◆ **WHAT THE TASK REQUIRES**
Render each line of the items below as a string in a JSON list, one string per line, omitting blank lines.

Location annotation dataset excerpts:
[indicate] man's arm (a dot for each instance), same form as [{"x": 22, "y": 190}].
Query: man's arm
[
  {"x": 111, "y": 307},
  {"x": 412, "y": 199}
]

◆ **RESPONSE TO THIS TASK**
[
  "[indicate] man's arm (a dot for each instance), same form as [{\"x\": 22, \"y\": 190}].",
  "Query: man's arm",
  "[",
  "  {\"x\": 111, \"y\": 307},",
  "  {\"x\": 412, \"y\": 199}",
  "]"
]